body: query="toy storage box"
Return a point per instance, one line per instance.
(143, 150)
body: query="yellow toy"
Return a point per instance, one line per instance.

━━━━━━━━

[What is asked]
Rewrite the rows, switching every "instance" to "object" and leaving everything else unchanged.

[Result for this task]
body: query="toy storage box"
Return a point per object, one line per object.
(143, 150)
body: query="yellow toy"
Return a point per object, one line per object.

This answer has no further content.